* Exercise description:
In the piece on omNovia web conferencing, rewrite the passage starting at "I have been" and ending at "highlighted several negatives.", changing "mini-review" to "short review".

* Selected extract:
****************************************
I have been using omNovia web conferencing on a number of client projects lately and I suggested to the folks at Publicare that they give it a look on their test list of web conferencing products. Publicare published their mini-review of omNovia with a fairly low test score and highlighted several negatives.
I was interested, as I tend to look at products from a different perspective than they do and I have a technology preference list that would be substantially reordered from theirs. That's not a slam against their testing procedures or results. It's an acknowledgement that products can be suited for different purposes and the user's priorities will determine which comes out in the lead.
Publicare tends to concentrate on suitability for collaborative, participatory web meetings. I concentrate on more formally structured large web events that are primarily a "one to many" or "few to many" information dispersal mechanism for large audiences. My clients have different priorities for the software functionality and I'll use omNovia as an example to highlight some of the differences in focus. This should prove useful both as an examination of concepts and as a mini review of the product, since it is not well known in the industry.
****************************************
* Data segment:
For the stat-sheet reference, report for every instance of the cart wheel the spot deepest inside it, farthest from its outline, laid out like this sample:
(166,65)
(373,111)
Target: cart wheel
****************************************
* Answer to this exercise:
I have been using omNovia web conferencing on a number of client projects lately and I suggested to the folks at Publicare that they give it a look on their test list of web conferencing products. Publicare published their short review of omNovia with a fairly low test score and highlighted several negatives.